● **Pointing records**:
- - - - - - -

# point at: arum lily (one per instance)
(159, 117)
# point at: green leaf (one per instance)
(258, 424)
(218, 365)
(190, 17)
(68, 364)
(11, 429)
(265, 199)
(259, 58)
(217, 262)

- - - - - - -

● **The exercise**:
Show the data once more, exactly as it was written.

● **Exercise solution**:
# point at: arum lily (one per instance)
(159, 117)
# point at: green leaf (one per instance)
(258, 424)
(218, 365)
(190, 17)
(68, 364)
(11, 429)
(265, 199)
(259, 58)
(217, 262)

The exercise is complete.